=== Tugas 1 ===
Tentukan apakah tiap pernyataan berikut sesuai dengan kutipan tentang hak kekayaan intelektual di bawah. Jawab ya atau tidak, lalu kutip kata-kata teks yang menentukannya: (a) Nilai ekonomi dari karya intelektual manusia disebut sebagai aset perusahaan yang lebih berharga dibanding aset kebendaan lain. (b) Teks menyebut sistem peraturan hukum tidak diperlukan bagi kegiatan ekonomi atau bisnis. (c) Penulis mengkaji persoalan HaKI dari sudut pandang Hukum Islam.
=== Tugas 2 ===
Menurut kutipan tentang hak kekayaan intelektual di bawah, dari pihak mana masyarakat membutuhkan perlindungan hukum?
=== Tugas 3 ===
Salin ulang bagian kutipan tentang hak kekayaan intelektual di bawah tanpa mengubah apa pun. Mulailah dari kata-kata "Perkembangan karya intelektual" dan berhentilah setelah "yang lebih besar.".

=== Kutipan Dokumen ===
* * * *

Karya-karya intelektual yang dilahirkan dengan penuh pengorbanan tersebut menjadikan karya yang bernilai ekonomi. Nilai ekonomi ini sangat berbeda dengan nilai ekonomi yang muncul bukan dari karya intelektual manusia, seperti kekayaan yang diperoleh dari alam, tanah atau tumbuh-tumbuhan berikut hak-hak kebendaan lain yang dihasilkan. Nilai ekonomi yang melekat dari karya intelektual manusia dalam konteks dunia dagang atau usaha merupakan aset perusahaan yang sangat berharga dibanding dari asset kebendaan lain.
Perkembangan karya intelektual manusia pada akhirnya menimbulkan kebutuhan untuk melindungi atau mempertahankan kekayaan tersebut, yang yang pada akhirnya memerlukan adanya sikap penghargaan, penghormatan dan perlindungan yang tidak saja akan memberikan rasa aman, tetapi juga akan mewujudkan iklim yang kondusif bagi peningkatan semangat untuk menghasilkan karya-karya yang lebih besar.
Melalui gambaran singkat diatas, tampak betapa kebutuhan akan pertumbuhan dan pengembangan system Hak kekayaan Intelektual manusia, yang sebenarnya berakar pada pada kebutuhan masyarakat itu sendiri yang merupakan bagian dari kebutuhan masyarakat akan perlindungan hukum dari pihak Negara atau pemerintah. Adanya perlindungan hukum seperti ini, dimaksudkan agar pemilik hak dapat menggunakan atau mengekploitasi kekayaan tadi dengan aman, yang pada akhirnya rasa aman itulah yang kemudian menciptakan suasana yang memungkinkan orang lain berkarya guna menghasilkan atau temuan berikutnya dan masyarakat dapat ikut menikmati dan menggunakannya atas dasar izin atau bahkan mengembangkannya secara lebih lanjut. Hal ini, berarti bahwa kehadiran system peraturan hukum merupakan syarat mutlak bagi berlangsungnya kegiatan ekonomi atau bisnis.
Berdasarkan perspektif diatas, dalam tulisan ini, penulis merasa perlu mengkaji persoalan Hak atas Kekayaan Intelektual (HaKI) dari sudut pandang Hukum Islam. Permasalahan yang muncul untuk dicari jawabannya adalah : (1) apakah Hak atas Kekayaan Intelektual manusia (HaKI) termasuk kategori harta, dan bagaimana kedudukannya serta dasar hukumnya. bila dilihat dari segi Hukum Islam (Fiqh Muamalah). (2) Bagaimana pandangan Hukum Islam terhadap perlindungan hukum bagi HaKI.

* * * *

=== Cuplikan Data ===
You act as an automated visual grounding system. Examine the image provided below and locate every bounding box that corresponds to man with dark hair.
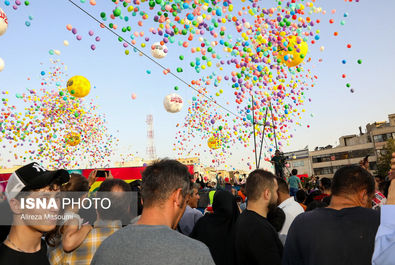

* * * *

=== Jawaban 1 ===
(a) Ya: "merupakan aset perusahaan yang sangat berharga dibanding dari asset kebendaan lain"
(b) Tidak: "kehadiran system peraturan hukum merupakan syarat mutlak bagi berlangsungnya kegiatan ekonomi atau bisnis"
(c) Ya: "penulis merasa perlu mengkaji persoalan Hak atas Kekayaan Intelektual (HaKI) dari sudut pandang Hukum Islam"

=== Jawaban 2 ===
Dari pihak Negara atau pemerintah.

=== Jawaban 3 ===
Perkembangan karya intelektual manusia pada akhirnya menimbulkan kebutuhan untuk melindungi atau mempertahankan kekayaan tersebut, yang yang pada akhirnya memerlukan adanya sikap penghargaan, penghormatan dan perlindungan yang tidak saja akan memberikan rasa aman, tetapi juga akan mewujudkan iklim yang kondusif bagi peningkatan semangat untuk menghasilkan karya-karya yang lebih besar.